David S. Wooding, of Martin, Pringle, Oliver, Wallace & Bauer, L.L.P., of Wichita, argued the cause, and Roger E. McClellan and Teresa L. Mah, of the same firm, were with him on the briefs for defendants Wichita Center for Graduate Medical Education, Inc. and Benjamin J. Harris, M.D.
James J. Long and Donald S. Andersen, of Wichita, were on the brief for amicus curiae Ashley Raney-Neises.
Nathan D. Leadstrom, and Wayne T. Stratton, of Goodell, Stratton, Edmonds & Palmer, L.L.P., of Topeka, were on the brief for amicus curiae Kansas Hospital Association.
James R. Howell and Kyle J. Steadman, of Arden J. Bradshaw & Associates, of Wichita, were on the brief for amicus curiae Kansas Trial Lawyers Association.
The opinion of the court was delivered by
ALLEGRUCCI, J.: This medical malpractice action was filed by plaintiffs Kimberly R. Holt and Kenneth F. Holt, and their daughter, Kimberlyn D. Holt, by and through her parents in federal court. Defendants are Wesley Medical Center, LLC, d/b/a/ Wesley Medical Center, Wichita Center for Graduate Medical Education, Inc. (WCGME), and Doctors Benjamin J. Harris, Clifford S. Depew, James E. Delmore, and Travis W. Stembridge. Upon the application of plaintiffs, Judge Julie A. Robinson of the United States District Court for the District of Kansas ordered certification of a question of law to this court under K.S.A. 60-3201 et seq. The question arises from the legislature's retroactively including WCGME within the statutory definition of "health care provider," thus relieving it of vicarious liability pursuant to K.S.A. 2001 Supp. 40-3403(h). See K.S.A. 2001 Supp. 40-3414(i)(1).

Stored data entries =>

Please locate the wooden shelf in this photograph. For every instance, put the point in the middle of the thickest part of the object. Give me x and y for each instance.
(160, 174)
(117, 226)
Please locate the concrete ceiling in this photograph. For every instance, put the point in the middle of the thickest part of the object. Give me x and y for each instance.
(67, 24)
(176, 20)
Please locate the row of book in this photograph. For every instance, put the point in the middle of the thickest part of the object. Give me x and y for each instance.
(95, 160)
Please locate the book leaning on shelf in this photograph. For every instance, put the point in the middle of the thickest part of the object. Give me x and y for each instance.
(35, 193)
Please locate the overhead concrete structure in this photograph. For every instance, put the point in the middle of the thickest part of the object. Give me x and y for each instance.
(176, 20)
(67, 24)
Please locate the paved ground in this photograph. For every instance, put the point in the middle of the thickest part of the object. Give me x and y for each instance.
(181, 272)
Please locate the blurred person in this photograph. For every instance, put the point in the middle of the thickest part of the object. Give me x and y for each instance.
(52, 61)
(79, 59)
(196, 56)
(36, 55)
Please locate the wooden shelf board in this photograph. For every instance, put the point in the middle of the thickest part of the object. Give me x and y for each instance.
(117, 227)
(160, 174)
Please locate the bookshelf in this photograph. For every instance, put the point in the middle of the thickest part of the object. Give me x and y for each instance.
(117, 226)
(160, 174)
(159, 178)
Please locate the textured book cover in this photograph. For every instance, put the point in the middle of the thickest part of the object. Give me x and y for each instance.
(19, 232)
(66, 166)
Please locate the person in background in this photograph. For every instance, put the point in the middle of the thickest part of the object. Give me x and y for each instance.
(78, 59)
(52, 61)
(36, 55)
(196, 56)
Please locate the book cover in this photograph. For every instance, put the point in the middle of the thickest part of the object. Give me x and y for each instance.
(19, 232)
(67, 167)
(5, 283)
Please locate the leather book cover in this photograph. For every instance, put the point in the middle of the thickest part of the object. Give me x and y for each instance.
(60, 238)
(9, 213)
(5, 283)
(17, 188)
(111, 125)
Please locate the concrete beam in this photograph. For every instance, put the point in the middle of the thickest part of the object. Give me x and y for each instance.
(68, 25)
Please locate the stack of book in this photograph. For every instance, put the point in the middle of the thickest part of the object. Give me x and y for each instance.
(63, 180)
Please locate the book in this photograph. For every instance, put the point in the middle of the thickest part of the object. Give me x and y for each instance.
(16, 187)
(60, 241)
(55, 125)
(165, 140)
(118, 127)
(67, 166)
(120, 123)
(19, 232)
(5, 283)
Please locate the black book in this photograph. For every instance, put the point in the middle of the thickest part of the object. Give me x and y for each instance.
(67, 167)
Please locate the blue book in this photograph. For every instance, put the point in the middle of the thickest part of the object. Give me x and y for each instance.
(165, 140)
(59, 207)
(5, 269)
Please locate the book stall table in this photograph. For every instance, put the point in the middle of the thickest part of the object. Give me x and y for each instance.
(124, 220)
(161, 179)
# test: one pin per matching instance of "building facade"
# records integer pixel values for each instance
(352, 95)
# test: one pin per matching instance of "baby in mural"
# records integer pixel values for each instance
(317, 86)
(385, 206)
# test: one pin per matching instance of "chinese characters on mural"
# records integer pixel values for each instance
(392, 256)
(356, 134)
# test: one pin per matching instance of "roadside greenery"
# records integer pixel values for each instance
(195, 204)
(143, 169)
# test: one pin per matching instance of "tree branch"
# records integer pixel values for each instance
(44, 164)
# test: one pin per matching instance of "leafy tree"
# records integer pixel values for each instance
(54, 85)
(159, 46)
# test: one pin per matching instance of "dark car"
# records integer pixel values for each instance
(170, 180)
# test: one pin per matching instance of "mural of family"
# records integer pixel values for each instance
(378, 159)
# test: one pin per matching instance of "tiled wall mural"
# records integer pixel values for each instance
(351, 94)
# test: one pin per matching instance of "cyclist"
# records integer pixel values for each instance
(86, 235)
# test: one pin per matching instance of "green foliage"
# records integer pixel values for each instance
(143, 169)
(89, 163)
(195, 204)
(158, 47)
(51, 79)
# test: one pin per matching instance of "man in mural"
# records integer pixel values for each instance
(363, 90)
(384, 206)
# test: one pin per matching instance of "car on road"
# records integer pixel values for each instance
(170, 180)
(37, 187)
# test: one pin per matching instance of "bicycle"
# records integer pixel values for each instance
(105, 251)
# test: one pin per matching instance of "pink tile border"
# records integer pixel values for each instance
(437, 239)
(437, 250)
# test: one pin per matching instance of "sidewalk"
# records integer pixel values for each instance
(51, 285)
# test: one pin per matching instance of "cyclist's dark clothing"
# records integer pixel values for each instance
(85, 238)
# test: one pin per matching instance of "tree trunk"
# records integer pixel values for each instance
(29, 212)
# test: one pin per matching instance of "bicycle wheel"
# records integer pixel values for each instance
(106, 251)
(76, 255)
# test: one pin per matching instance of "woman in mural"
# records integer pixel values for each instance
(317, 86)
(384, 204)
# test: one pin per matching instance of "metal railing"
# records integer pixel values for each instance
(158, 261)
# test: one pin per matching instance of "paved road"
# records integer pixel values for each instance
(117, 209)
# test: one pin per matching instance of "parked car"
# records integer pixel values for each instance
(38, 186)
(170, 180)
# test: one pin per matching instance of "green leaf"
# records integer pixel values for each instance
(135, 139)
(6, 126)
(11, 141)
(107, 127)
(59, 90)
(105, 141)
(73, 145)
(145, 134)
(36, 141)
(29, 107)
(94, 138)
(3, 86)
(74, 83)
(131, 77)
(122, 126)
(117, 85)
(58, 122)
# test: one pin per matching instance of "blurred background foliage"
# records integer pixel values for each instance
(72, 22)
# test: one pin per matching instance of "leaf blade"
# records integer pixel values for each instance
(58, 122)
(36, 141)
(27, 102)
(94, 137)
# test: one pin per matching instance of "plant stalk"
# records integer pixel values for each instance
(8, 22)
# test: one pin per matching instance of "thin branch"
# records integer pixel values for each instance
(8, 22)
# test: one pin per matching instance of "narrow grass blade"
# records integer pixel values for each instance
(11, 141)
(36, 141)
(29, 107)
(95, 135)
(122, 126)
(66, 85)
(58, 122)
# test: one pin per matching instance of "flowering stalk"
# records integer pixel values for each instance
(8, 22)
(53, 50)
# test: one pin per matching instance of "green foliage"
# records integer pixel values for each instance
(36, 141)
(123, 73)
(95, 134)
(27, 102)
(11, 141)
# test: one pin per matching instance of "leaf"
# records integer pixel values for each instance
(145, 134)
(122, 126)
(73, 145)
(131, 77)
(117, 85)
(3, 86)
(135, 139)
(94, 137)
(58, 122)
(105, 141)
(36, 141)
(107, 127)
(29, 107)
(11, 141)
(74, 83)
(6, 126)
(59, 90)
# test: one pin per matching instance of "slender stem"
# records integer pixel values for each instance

STUDY QUESTIONS =>
**A)** In the opinion excerpt, restate the paragraph beginning "ALLEGRUCCI, J.: This medical malpractice action" as a short list of its main facts.
**B)** Reproduce the opinion excerpt from "James J. Long" to "Kansas Hospital Association.", substituting "friend of the court" for "amicus curiae".
**C)** According to the opinion excerpt, which court is Judge Julie A. Robinson part of?
None of the lines are needed for the work here.

SOLUTIONS FOR EACH TASK =>
**A)**
- Plaintiffs: Kimberly R. Holt and Kenneth F. Holt, and their daughter Kimberlyn D. Holt, through her parents, filed a medical malpractice action in federal court.
- Defendants: Wesley Medical Center, LLC (d/b/a Wesley Medical Center), Wichita Center for Graduate Medical Education, Inc. (WCGME), and Doctors Benjamin J. Harris, Clifford S. Depew, James E. Delmore, and Travis W. Stembridge.
- On plaintiffs' application, Judge Julie A. Robinson of the United States District Court for the District of Kansas certified a question of law to this court under K.S.A. 60-3201 et seq.
- The question comes from the legislature retroactively placing WCGME within the statutory definition of "health care provider." That change relieved WCGME of vicarious liability under K.S.A. 2001 Supp. 40-3403(h). See K.S.A. 2001 Supp. 40-3414(i)(1).

**B)**
James J. Long and Donald S. Andersen, of Wichita, were on the brief for friend of the court Ashley Raney-Neises.
Nathan D. Leadstrom, and Wayne T. Stratton, of Goodell, Stratton, Edmonds & Palmer, L.L.P., of Topeka, were on the brief for friend of the court Kansas Hospital Association.

**C)** The United States District Court for the District of Kansas.